[[ Source information open ]]
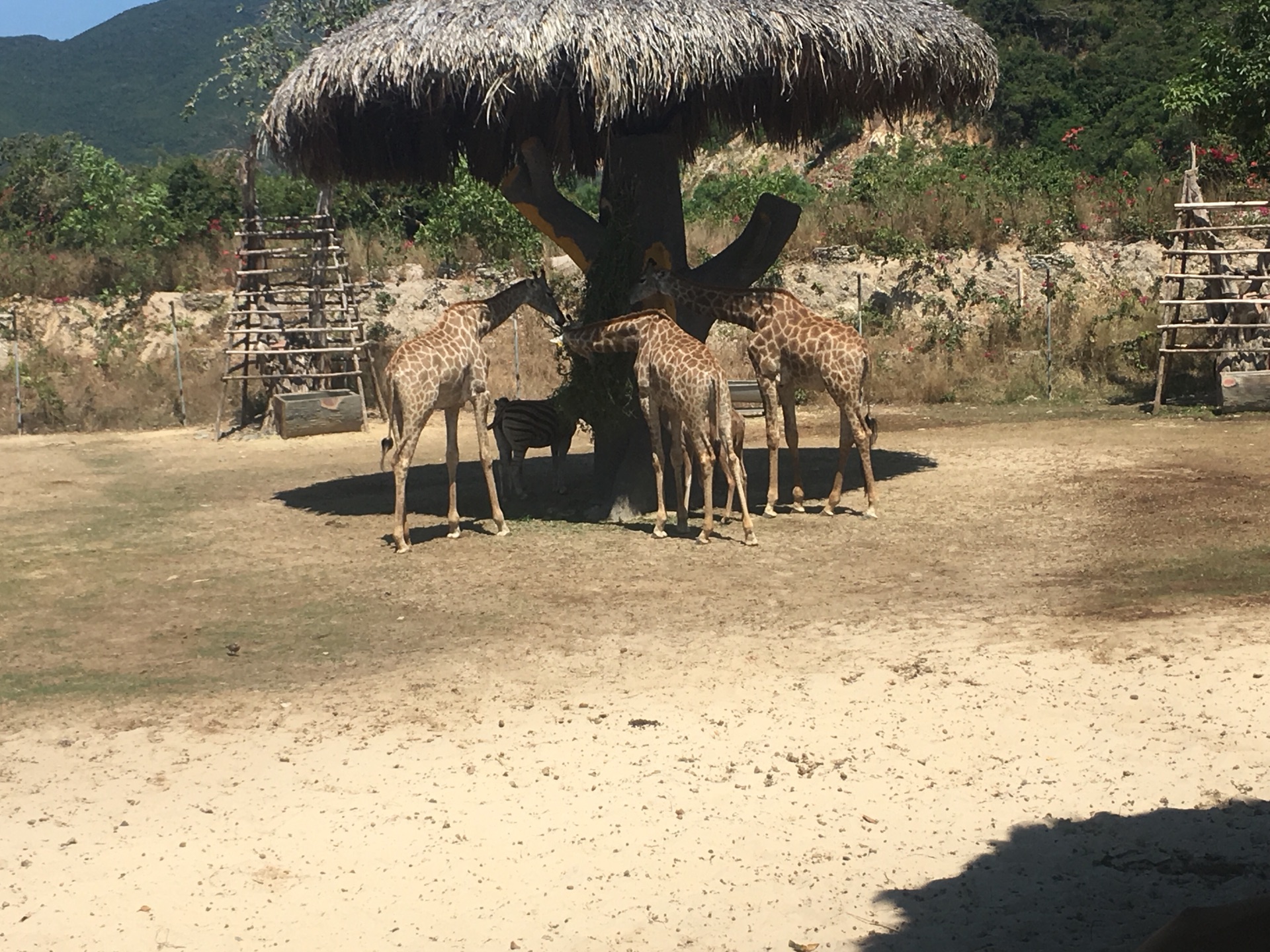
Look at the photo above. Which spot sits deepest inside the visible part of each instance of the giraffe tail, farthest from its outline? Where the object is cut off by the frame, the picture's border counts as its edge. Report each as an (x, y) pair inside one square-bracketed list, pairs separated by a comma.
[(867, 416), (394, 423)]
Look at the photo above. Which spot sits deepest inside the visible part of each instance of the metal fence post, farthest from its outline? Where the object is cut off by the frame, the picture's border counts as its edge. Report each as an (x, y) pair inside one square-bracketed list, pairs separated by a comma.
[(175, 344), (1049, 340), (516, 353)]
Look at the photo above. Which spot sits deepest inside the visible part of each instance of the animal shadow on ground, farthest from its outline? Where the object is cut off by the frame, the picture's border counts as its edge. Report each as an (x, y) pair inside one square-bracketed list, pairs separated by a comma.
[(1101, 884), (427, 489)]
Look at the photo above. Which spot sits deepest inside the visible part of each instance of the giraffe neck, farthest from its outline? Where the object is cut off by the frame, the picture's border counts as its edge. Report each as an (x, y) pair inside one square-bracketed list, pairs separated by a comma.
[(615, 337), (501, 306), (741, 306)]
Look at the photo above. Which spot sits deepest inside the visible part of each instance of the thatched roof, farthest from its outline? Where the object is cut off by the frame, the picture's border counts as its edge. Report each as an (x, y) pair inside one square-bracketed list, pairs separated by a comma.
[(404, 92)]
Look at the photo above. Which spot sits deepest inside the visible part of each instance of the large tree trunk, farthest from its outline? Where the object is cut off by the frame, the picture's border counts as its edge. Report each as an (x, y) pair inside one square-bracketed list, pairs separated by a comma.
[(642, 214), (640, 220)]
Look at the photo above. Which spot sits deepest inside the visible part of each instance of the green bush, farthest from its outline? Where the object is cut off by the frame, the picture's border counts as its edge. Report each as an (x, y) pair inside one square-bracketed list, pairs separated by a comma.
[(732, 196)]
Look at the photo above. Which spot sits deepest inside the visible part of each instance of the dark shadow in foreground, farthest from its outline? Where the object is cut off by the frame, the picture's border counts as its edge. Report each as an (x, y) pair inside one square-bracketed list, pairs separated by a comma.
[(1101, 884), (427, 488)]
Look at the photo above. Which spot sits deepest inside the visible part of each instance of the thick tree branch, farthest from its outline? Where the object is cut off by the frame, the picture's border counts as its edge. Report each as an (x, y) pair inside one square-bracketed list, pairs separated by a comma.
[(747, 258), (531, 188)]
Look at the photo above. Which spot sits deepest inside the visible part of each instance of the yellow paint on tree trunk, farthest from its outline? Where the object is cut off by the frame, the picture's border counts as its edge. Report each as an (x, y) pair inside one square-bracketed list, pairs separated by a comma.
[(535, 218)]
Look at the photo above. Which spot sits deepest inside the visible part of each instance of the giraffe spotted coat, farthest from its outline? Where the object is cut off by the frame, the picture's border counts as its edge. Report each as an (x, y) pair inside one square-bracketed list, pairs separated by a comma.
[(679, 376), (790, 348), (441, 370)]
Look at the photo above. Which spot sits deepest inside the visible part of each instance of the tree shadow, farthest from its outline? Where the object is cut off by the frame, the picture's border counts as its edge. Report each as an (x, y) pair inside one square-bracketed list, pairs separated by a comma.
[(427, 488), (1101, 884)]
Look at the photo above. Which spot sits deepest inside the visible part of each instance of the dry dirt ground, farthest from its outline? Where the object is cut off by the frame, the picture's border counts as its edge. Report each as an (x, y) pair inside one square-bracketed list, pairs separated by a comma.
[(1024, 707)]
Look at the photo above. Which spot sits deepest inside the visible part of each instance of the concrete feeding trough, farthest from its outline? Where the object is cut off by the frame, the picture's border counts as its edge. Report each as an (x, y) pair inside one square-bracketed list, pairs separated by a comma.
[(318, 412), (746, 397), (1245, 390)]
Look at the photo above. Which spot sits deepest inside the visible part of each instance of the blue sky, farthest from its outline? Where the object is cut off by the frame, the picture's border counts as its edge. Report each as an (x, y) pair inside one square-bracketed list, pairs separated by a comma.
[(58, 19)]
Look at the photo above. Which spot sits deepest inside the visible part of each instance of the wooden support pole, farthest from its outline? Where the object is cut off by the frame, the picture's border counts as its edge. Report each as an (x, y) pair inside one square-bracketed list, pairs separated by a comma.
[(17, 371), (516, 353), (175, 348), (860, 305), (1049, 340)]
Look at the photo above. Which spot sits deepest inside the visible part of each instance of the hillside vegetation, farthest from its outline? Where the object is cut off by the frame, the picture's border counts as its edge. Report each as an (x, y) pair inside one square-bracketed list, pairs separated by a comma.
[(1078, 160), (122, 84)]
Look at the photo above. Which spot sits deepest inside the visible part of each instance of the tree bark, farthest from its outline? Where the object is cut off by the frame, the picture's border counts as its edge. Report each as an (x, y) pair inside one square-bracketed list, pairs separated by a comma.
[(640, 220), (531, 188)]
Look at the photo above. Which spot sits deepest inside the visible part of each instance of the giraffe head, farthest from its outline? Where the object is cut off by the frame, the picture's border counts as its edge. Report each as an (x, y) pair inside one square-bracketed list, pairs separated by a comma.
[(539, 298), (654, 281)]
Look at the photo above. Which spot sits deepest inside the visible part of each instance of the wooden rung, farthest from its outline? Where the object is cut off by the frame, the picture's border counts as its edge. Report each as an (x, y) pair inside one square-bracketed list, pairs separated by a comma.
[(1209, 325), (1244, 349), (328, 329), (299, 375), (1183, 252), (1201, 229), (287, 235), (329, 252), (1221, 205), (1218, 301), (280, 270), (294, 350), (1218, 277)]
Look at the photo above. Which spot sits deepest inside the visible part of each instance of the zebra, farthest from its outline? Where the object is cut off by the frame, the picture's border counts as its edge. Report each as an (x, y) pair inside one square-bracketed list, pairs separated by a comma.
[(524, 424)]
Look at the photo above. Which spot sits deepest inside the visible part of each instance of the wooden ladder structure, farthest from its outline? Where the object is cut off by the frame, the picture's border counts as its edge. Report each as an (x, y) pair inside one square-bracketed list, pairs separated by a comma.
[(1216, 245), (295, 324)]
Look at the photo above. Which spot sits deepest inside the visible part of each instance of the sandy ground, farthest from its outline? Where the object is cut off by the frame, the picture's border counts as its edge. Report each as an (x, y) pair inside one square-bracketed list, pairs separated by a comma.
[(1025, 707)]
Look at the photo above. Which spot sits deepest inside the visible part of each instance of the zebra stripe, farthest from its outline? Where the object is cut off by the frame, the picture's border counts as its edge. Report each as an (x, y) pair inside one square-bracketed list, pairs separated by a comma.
[[ Source information closed ]]
[[ Source information open ]]
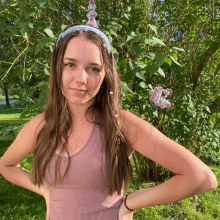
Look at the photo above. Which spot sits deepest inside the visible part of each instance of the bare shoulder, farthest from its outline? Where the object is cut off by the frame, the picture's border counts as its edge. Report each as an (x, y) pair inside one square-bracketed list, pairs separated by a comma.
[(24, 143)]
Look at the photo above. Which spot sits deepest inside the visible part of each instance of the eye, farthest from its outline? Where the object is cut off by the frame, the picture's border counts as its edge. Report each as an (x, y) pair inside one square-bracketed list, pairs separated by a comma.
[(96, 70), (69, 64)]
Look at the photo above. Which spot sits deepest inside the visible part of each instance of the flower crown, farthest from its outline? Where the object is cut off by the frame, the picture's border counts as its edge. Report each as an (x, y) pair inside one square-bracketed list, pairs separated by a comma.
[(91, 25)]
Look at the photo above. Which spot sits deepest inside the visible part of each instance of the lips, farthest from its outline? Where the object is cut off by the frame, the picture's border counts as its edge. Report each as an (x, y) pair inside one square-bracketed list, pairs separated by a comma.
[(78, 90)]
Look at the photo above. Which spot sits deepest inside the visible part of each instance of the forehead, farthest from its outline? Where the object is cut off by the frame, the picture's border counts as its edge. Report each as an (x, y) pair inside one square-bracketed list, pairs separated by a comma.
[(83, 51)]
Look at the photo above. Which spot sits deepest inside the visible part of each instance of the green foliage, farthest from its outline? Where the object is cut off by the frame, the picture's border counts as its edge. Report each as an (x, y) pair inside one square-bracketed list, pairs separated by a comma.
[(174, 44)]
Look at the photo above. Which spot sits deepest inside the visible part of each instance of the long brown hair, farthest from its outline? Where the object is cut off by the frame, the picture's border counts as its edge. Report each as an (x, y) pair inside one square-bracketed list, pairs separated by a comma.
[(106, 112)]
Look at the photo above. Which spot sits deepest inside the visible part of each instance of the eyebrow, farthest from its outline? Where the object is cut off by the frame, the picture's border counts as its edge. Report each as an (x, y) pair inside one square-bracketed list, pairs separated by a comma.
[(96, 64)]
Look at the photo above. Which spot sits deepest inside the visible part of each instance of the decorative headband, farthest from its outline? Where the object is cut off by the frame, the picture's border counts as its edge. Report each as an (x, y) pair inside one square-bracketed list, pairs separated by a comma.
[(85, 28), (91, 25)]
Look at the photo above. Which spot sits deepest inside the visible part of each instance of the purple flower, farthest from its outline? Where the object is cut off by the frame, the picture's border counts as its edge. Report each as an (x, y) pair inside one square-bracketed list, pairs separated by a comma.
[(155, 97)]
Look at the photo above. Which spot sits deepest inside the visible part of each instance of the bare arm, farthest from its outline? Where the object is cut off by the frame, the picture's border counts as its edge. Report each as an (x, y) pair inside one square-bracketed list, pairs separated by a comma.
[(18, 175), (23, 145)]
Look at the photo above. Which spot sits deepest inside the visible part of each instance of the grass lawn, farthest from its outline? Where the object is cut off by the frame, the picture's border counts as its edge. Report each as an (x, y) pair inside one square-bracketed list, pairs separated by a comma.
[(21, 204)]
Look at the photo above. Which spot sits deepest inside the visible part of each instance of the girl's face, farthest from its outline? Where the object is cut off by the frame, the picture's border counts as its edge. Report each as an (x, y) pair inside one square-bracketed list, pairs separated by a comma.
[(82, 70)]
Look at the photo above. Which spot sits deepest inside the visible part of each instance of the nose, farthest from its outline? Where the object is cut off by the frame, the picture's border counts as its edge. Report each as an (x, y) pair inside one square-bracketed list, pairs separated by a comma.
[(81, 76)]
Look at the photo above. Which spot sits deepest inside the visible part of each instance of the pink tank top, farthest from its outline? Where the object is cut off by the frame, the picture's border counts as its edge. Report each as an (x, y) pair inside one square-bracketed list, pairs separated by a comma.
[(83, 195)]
[[ Source information closed ]]
[[ Source information open ]]
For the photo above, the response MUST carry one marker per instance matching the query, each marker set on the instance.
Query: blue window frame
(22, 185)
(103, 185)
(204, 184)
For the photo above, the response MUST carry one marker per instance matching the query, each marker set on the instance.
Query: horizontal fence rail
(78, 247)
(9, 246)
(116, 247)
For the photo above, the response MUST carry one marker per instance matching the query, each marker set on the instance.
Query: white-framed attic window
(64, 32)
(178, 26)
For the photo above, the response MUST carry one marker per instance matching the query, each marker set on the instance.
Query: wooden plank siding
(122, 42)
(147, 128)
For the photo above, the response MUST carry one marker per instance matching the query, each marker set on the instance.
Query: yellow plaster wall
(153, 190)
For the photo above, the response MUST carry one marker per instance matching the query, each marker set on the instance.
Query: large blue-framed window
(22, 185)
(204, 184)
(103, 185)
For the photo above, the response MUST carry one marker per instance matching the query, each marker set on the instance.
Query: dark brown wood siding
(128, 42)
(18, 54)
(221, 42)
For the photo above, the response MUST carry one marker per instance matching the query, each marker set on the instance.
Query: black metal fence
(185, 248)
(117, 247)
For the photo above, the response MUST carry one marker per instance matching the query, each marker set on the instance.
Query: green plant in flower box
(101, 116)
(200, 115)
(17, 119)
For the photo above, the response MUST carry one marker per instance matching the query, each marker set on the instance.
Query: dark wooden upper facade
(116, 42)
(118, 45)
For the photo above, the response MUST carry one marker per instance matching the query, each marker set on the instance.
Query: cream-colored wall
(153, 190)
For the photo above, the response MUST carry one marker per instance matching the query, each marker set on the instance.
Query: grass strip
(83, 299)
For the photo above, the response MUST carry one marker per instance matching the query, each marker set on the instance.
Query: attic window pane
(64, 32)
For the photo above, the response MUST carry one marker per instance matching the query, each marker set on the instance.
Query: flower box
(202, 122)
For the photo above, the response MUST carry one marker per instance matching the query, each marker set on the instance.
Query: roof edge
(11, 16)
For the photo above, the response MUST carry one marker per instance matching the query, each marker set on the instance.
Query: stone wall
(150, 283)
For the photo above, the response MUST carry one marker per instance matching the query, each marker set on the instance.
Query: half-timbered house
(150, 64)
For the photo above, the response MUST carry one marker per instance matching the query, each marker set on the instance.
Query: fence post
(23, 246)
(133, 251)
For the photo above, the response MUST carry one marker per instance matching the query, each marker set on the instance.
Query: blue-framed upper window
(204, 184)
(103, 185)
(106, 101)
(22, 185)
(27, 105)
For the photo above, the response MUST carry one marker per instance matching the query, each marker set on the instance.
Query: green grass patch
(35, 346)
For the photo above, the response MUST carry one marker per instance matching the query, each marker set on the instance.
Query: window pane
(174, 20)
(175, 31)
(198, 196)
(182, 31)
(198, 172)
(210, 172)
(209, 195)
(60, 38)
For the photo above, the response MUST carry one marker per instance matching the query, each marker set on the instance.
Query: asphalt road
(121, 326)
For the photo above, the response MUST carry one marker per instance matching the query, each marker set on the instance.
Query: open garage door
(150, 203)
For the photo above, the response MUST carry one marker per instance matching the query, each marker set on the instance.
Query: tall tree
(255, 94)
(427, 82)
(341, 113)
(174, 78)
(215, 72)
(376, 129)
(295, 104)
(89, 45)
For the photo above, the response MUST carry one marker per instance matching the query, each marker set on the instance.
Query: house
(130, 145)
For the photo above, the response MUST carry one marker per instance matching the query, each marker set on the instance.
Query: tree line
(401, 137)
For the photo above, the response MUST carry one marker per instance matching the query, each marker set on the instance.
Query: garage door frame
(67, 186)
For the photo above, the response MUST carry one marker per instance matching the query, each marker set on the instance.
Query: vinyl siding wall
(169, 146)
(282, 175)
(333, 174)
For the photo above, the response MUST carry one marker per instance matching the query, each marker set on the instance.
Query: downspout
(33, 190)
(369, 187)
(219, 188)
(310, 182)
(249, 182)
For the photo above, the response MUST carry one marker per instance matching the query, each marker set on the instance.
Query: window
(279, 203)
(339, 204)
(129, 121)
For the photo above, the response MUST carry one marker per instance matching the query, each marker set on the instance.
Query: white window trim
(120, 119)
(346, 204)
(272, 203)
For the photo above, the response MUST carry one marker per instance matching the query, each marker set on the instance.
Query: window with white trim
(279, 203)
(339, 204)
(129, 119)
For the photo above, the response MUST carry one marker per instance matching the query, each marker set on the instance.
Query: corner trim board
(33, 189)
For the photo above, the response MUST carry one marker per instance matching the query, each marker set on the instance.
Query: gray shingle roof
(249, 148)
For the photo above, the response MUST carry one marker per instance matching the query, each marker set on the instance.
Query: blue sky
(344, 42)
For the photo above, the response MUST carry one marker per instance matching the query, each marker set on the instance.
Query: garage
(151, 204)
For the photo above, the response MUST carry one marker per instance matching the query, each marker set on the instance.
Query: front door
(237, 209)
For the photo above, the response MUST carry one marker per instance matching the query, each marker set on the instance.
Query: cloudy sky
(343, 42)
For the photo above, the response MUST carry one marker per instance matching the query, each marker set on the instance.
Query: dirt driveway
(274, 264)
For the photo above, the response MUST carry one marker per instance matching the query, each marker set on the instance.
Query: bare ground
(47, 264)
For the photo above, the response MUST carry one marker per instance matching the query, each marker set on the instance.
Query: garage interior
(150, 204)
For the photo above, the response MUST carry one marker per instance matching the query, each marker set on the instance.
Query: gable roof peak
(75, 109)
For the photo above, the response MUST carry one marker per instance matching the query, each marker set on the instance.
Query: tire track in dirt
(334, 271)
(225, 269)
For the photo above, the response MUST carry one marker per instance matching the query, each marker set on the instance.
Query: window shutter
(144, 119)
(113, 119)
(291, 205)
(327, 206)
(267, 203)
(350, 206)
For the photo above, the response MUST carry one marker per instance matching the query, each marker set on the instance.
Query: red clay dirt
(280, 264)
[[ Source information closed ]]
Everything from the line containing "the wooden ladder" through the line containing "zebra stripe, farthest" in the material above should be retyped exactly, both ends included, and nothing more.

Look at the photo above. Which spot sits deepest inside the visible part of each instance of the wooden ladder structure, farthest from its outline? Where the object is cut off by the frame, the picture's border counts as its edge. Report each as an (x, y) pair inside one square-bracketed list, pairs separated by a comma.
[(1216, 245), (295, 324)]
Look at the photo above. Which spot sits deepest inside the visible part of each instance of the sandy ground, farthest from its outline? Where the object is cut off by the frame, the picture's border counts as its edge. Report each as an (x, y) pair inside one square-bracketed list, pairs separated by a comma.
[(1025, 707)]
Look at the photo above. Which spot sits deepest inside the visible part of each instance of the zebra stripe, farthest from its outline? Where the object is cut off by the frame, the picture's border counts as its edge. Report each as an (x, y) pair inside one square-bracketed list, pairs separated by a comma.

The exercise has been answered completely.